■ READING PASSAGE:
'''
Confusion on sigmoid disadvantages in "Choosing Activation Functions" video in C2W2

Hello,
I was watching the video for this section and am confused on the explanation for the disadvatnages of the sigmoid relative to the ReLU, specifically on the “flat” parts of the sigmoid graph. It mentions taking the gradients are slow, and was hoping to have an example:

I think I am misunderstanding the reason why the ReLU is better in this case. Is it that:

  1. on a flat portion of the sigmoid or ReLU graphs above, the gradients are making smaller steps
  2. The Sigmoid has 2 near flat regions, whereas the relu has 1?

I tried lookinig back at C1W3 video “Gradient Descent Implementation” to try and understand (screenshot below)

1 Like

The single advantage of ReLU is that it is extremely easy to compute the gradients. They are either 0 (for negative inputs) or x (for positive inputs)

The ReLU drawback is that you get no useful gradients for any negative values, and you only get a fixed-value gradient for positive values.

This makes ReLU very inefficient. So you need to have a lot more ReLU units than if you used a single sigmoid() unit.

In comparison, sigmoid() has very useful gradients for all input values within a range of about -5 to +5 (avoiding the flat regions where the gradients approach zero. The drawback to sigmoid() is that is computationally expensive to compute.

1 Like

Hello @TMosh , thanks for the quick reply: I’m having some trouble understanding this with respect to the the gradients and why it is faster for ReLU. Can you go inito more detail with an example with the gradients and partial derivatives? Is the following interpretation correct?

  1. the gradients are w_j = w_j - a * partial_j_wrt_w and w_b = w_b - a * partial_j_wrt_b
  2. The partial derivatives include f_wx(b) (second image above)
  3. If you are on a flat portion of the sigmoid, that f_wx(b) value (and thus the partial dervative, and thus the gradient) is updating slowly?

Edited

1 Like

Yes, these statements are all true.

2 Likes

For anyone else that is confused by this, I found more info by lookinig up the ‘vanishing gradients’ issue; and while at this point in the course (at that video) back propagation hasn’t been covered, googling some resources you can see that these small ‘vanishing gradients’ are an issue with teh sigmoid that aren’t for the ReLU. I Recommend checking out some youtube videos there

1 Like

Hi @YodaKenobi, if you are still on this, as one more extended read, please also google for leaky ReLU vs. ReLU for a focus on the flat half of the latter.

Cheers.

1 Like
'''
■ DATA ENTRIES:
'''
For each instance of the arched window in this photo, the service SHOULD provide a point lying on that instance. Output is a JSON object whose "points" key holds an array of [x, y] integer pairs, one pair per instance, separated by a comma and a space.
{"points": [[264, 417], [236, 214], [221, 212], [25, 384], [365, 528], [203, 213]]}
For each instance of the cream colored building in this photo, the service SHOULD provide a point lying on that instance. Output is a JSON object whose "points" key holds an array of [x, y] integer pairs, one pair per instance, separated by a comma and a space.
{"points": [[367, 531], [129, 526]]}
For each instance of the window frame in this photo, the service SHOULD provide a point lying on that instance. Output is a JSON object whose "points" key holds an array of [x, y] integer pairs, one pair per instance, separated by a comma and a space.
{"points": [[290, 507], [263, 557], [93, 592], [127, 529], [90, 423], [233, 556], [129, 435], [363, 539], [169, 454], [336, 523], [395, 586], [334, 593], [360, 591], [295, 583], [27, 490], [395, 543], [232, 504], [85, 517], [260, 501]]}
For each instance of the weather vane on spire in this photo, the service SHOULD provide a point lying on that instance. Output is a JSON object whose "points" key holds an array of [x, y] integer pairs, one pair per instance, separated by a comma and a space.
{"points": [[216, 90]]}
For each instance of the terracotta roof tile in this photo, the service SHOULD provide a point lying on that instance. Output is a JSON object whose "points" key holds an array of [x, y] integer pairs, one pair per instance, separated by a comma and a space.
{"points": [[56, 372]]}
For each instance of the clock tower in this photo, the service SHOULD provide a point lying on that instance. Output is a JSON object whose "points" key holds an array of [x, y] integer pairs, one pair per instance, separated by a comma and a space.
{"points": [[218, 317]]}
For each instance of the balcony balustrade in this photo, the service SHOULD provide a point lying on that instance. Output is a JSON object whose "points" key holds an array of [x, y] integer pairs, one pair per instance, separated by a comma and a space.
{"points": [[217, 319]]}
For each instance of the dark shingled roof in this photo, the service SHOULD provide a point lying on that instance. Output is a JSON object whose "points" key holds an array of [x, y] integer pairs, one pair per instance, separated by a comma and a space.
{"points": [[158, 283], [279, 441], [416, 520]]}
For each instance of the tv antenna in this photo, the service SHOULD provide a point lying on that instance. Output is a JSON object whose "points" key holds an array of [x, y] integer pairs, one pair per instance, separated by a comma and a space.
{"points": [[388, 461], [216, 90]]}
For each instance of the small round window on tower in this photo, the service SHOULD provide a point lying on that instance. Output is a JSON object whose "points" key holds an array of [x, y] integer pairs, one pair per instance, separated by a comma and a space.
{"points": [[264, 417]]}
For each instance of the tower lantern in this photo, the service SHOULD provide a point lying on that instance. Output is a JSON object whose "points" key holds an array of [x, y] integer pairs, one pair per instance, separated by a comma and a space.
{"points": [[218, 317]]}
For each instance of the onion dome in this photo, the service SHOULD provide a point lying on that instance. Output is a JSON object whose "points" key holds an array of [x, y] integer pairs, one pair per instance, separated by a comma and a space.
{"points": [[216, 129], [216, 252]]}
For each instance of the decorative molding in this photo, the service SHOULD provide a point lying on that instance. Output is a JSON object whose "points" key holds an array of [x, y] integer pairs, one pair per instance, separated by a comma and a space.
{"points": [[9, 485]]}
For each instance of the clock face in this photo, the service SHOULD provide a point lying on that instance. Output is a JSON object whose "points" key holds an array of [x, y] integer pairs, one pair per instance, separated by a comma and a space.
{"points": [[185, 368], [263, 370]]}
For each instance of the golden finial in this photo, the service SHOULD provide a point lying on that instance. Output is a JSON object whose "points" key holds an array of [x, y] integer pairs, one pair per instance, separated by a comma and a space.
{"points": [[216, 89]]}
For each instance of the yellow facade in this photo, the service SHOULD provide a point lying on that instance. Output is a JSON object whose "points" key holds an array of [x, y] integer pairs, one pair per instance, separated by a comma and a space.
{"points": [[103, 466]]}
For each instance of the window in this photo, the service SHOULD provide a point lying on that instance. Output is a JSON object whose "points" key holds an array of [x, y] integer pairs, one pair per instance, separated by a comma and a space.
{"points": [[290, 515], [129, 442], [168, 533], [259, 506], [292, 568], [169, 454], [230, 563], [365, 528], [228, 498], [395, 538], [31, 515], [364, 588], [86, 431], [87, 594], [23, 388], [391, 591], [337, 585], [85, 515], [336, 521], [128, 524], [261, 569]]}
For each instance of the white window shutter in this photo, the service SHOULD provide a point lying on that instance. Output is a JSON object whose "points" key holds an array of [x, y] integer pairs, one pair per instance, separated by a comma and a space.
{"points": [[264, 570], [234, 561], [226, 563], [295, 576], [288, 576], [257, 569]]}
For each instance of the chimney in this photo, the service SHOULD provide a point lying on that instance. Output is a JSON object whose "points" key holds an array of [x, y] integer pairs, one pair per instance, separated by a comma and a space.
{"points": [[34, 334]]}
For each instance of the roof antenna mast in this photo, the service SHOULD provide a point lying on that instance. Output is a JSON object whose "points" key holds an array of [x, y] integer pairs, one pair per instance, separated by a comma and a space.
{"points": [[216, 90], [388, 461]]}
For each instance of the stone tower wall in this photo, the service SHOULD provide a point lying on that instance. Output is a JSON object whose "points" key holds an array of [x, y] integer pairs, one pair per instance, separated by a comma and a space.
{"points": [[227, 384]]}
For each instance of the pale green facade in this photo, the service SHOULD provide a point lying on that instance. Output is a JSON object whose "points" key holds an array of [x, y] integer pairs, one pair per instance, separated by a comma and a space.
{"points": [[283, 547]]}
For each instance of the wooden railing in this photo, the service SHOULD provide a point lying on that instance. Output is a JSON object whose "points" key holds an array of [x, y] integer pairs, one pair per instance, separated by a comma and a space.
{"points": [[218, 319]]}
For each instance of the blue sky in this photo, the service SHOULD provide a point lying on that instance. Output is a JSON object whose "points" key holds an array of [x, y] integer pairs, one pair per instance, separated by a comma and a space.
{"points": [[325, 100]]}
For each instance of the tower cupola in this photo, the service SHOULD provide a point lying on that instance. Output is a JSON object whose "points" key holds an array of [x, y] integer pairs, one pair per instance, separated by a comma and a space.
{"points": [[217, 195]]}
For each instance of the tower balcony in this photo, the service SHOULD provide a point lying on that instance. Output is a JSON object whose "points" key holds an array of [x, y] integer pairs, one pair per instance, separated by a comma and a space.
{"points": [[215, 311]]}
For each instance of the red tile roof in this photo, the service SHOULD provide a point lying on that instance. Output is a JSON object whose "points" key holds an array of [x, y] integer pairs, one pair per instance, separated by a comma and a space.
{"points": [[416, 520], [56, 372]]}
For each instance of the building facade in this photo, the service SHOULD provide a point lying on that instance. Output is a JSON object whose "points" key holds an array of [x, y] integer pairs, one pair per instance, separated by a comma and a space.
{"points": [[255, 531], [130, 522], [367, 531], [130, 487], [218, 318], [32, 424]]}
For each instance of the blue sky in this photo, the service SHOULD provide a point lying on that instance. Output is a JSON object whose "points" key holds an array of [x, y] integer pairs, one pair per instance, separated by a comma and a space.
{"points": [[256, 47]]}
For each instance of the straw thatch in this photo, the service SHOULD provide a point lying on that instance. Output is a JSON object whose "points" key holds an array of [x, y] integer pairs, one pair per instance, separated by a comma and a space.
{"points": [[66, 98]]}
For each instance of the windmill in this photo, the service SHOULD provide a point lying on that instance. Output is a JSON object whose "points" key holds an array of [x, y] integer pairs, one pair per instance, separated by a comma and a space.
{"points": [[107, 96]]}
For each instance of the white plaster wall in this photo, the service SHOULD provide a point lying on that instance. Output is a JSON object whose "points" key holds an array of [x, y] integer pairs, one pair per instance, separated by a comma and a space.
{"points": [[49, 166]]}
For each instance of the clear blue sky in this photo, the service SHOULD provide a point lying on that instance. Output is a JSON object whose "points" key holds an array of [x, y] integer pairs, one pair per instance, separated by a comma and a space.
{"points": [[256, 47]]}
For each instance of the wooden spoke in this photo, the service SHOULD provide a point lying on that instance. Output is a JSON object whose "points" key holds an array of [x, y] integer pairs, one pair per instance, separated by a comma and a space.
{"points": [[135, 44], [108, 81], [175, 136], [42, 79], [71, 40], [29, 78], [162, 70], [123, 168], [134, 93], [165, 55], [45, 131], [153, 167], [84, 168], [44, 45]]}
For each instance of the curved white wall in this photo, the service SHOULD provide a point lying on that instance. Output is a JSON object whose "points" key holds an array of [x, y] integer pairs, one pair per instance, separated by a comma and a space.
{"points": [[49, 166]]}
'''
■ PROBLEM SET:
1: In the activation-function thread, rewrite the passage from "The single advantage" up to and including "expensive to compute.", substituting "derivatives" for "gradients" each time it occurs.
2: According to the activation-function thread, within roughly what range of input values does sigmoid() have very useful gradients?
The listing plays no part in this work.

■ SOLUTIONS TO THE TASKS:
1:
The single advantage of ReLU is that it is extremely easy to compute the derivatives. They are either 0 (for negative inputs) or x (for positive inputs)

The ReLU drawback is that you get no useful derivatives for any negative values, and you only get a fixed-value gradient for positive values.

This makes ReLU very inefficient. So you need to have a lot more ReLU units than if you used a single sigmoid() unit.

In comparison, sigmoid() has very useful derivatives for all input values within a range of about -5 to +5 (avoiding the flat regions where the derivatives approach zero. The drawback to sigmoid() is that is computationally expensive to compute.

2: About -5 to +5.